This year’s Top 10 are:
- Boston-Cambridge
- San Francisco Bay Area
- New Jersey/New York
- Maryland/DC Metro
- San Diego
- Greater Philadelphia
- Seattle
- Raleigh/Durham
- Los Angeles/Orange County
- Chicagoland
- NIH funding — Taken from the publicly available NIH RePORT database, for the current federal fiscal year, from its start on October 1, 2015, through March 27, 2016.
- Venture Capital (VC) funding — Taken from 2015 figures furnished by the publicly available MoneyTree Report.
- Patents — Based on the number of patents containing the word “biotechnology” awarded since 1976 in namesake cities and suburbs where key companies are located.
- Lab space — Based on total-size-of-market figures, in millions of square feet, furnished by the commercial real estate brokerage JLL in its Life Sciences Cluster Reports for 2015.
- Jobs — Based on JLL’s report. While job numbers are ranked this year compared with last year’s Top 10 US Clusters list, less weight had to be given to job totals in regions where GEN has found widespread discrepancies in job figures. However, workforce size was factored in when deciding the ultimate position of a region.
The combination of the Empire State and Garden State leads the nation in biopharma jobs (127,651 according to JLL), but not in VC funding (fourth with $340.097 million in 25 deals) despite the presence of Wall Street and the financial industry. NY-NJ is second in NIH funding (826 awards totaling $366 million), yet lags behind four other clusters in patents (fifth with 3,522).

-- Parts of the exercise --
1. List the five criteria that the cluster rankings passage gives for ranking the regions.
2. Carry on the cluster rankings passage, picking up directly after its last sentence about New York and New Jersey.
The items stored after the cluster rankings passage play no part in this exercise.

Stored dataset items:
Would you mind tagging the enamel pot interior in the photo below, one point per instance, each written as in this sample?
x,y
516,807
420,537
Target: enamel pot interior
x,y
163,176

-- Response list --
1.
- NIH funding
- Venture Capital (VC) funding
- Patents
- Lab space
- Jobs

2.
New Jersey carries the region in lab space, accounting for more than half (58.5%) of the region’s total 14.194 million square feet—good enough for third, but two notches below a year ago, thanks to stronger demand in Boston/Cambridge and the Bay Area.
New Jersey is also the region’s dominant partner in jobs (60% of the region’s total 127,651) thanks to its heritage pharma industry and a biotech segment that includes giants such as Celgene and Amicus Therapeutics, which acquired Durham, NC-based Scioderm last year.
Biotech is also growing in New York: Regeneron Pharmaceuticals continues to expand in suburban Tarrytown, NY, while New York City’s Accelerator late last year spun out its first two startups, both drug developers, Petra Pharma and Lodo Therapeutics.